__PAGE__.
——————————

When we came home, they'd thought a little bit more, and what they told us then was we were going to be – we could not see each other or speak to each other for six months – even in church.  You weren't allowed to say hello to each other.  And, at that time, I mean, he is like my lifeline.  And I was very angry from that point on that – and now I realize that probably wasn't even enough for what I put them through, but it was too much at the time for me to handle, because I think I was just an emotional wreck.

Rob: There was one more incident, though.  We did come back, and they did let us go to church together on a Sunday night and instead of going to church that night we went bowling and didn't tell them we were going bowling, and I think what that showed them was that we were no more trustworthy when we came back than we were in the beginning, and that's when they told us we couldn't see each other.

Laurie: I don't even remember that. 

Rob: Yeah, but we were supposed to go to church that night together and instead we just took off, went bowling, and came back, and then they had asked some friends or something, but they knew we weren't there, and then the four parents got together and said, "We can't trust these two.  We need to keep them apart."

Dennis: Both sets of parents got together and said you couldn't see each other.

Rob: Mm-hm.

Dennis: Did they really achieve that objective?  I've got a question of whether that could be done given the starchiness of you two.  I mean …

Rob: I used to – Laurie lived, at the time – I think she lived 13 miles away in the next town over, and I would ride my bike over to see her.  We would sneak visits through friends.  I would tell my best friend who would tell her best friend when I'm going to be there, when to be outside taking the trash out, and I'd be in the bushes.  I would just give her a letter, you know, a love letter or something and give her a big hug and a big kiss, and that would be for about a week, but they couldn't keep us apart. 

And there is one thing that Laurie and I, as parents of four boys, we are committed to this is that if one of our sons wants to see somebody, it's going to be awful hard just to sit there and say "No, you cannot."  Because we know what it's like when we were told no.  We were told "No, you can't see each other," and even looking back now was probably for good reasons, but when you're 17, 18, and you really feel like you're in love, and your hormones are raging, and your parents say "No," that's just the topper.  That just means yes.

Bob: It probably had kind of a Romeo and Juliet effect.  Now you felt like everybody is against us, and it even pushed you closer together, didn't it?

Laurie: I think so.

Rob: What you just said reminded us, flying back from Colorado on the plane after we got caught, and we came back, one of the songs that was on the headphones was …

Laurie: Helen Reddy.

Rob: Helen Reddy – "You and Me Against the World."

——————————

__SUPPLIED RECORDS__.

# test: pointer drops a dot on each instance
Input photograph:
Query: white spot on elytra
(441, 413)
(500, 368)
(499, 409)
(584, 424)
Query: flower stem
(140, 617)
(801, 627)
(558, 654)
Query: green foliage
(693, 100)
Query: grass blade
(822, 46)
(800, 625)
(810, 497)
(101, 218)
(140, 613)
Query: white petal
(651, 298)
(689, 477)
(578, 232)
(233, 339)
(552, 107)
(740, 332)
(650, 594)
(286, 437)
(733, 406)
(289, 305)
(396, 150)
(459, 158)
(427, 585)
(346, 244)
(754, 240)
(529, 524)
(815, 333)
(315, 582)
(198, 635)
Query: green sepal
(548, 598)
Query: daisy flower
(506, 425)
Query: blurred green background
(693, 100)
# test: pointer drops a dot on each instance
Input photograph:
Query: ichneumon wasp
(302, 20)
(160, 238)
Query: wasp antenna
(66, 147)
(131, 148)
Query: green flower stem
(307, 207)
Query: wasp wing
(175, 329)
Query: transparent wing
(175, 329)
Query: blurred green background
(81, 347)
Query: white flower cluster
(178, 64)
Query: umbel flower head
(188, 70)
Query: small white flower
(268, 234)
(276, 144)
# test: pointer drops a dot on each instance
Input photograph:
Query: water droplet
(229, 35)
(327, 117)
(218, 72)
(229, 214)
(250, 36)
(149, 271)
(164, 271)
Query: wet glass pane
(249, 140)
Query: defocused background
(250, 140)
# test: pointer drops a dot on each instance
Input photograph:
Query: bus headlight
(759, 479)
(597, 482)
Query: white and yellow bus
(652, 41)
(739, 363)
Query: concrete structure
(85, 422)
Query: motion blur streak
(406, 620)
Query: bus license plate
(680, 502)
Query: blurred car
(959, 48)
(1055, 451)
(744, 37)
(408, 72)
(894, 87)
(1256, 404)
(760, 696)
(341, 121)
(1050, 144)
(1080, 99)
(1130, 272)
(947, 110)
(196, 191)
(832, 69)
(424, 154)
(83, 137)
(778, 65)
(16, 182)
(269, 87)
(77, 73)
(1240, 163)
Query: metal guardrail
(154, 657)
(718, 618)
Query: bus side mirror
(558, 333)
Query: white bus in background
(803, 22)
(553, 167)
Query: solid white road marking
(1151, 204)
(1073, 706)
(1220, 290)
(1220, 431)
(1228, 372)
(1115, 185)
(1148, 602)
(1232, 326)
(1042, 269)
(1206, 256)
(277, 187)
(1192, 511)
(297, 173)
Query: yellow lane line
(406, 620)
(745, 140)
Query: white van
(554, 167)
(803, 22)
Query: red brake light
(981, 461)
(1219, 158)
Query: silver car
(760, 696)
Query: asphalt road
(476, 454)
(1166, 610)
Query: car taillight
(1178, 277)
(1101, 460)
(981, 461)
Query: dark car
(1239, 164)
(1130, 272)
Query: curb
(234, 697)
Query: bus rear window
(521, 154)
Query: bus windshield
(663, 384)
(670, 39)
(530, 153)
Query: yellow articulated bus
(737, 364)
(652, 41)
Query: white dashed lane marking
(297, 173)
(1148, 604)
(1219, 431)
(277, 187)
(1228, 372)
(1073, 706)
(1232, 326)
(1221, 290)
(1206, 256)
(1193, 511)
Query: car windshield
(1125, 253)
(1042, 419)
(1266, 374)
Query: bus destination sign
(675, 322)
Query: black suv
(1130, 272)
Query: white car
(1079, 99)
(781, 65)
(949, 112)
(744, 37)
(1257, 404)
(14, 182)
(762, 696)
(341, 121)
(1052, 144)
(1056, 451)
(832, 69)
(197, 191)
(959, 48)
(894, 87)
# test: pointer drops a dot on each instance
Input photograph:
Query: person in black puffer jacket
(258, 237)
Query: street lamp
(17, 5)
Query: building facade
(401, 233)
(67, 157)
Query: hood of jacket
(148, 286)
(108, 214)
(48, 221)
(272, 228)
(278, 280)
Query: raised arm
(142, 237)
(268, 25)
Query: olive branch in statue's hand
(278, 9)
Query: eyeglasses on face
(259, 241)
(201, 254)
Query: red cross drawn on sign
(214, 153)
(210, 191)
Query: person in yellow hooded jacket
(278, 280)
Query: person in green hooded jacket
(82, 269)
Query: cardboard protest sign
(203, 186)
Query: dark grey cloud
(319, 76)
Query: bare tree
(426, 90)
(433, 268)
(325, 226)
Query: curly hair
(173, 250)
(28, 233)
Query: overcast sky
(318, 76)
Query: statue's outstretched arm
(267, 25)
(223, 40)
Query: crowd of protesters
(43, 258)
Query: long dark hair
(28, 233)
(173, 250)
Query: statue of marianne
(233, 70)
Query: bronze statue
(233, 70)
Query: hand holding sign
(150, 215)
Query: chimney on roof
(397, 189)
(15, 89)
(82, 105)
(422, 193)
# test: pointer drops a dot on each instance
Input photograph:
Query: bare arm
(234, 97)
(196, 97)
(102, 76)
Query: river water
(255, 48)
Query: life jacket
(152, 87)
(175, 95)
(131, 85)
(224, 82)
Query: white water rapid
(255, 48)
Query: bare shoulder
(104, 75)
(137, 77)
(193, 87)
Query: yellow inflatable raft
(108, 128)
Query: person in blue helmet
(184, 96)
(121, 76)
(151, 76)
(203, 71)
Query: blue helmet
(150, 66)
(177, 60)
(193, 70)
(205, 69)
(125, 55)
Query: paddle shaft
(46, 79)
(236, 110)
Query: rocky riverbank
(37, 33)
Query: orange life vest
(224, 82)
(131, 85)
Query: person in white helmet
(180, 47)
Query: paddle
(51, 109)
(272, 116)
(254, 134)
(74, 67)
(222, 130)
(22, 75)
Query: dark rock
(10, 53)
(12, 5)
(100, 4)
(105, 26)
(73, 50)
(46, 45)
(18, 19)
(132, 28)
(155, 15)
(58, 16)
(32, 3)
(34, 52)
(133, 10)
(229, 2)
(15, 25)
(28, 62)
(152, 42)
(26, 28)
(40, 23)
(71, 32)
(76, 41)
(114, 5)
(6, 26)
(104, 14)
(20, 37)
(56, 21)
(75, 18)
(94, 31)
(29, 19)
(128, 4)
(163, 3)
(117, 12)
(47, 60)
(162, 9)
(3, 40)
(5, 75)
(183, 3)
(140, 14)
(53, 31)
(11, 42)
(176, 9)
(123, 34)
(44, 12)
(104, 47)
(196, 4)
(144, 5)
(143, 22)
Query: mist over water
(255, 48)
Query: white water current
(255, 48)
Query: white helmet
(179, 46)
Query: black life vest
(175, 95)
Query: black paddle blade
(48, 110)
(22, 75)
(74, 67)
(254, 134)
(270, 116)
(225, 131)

——————————

__EXERCISE INSTRUCTIONS__.
#1 Translate this sentence from the transcript into French: "We would sneak visits through friends."
#2 Return every row that contains the word "bare". Case counts.
The transcript and the rows come from unrelated sources.

__RESPONSES FOR EACH TASK__.
#1 Nous nous rendions visite en cachette par l'intermédiaire d'amis.

#2
Query: bare tree
Query: bare arm
Query: bare shoulder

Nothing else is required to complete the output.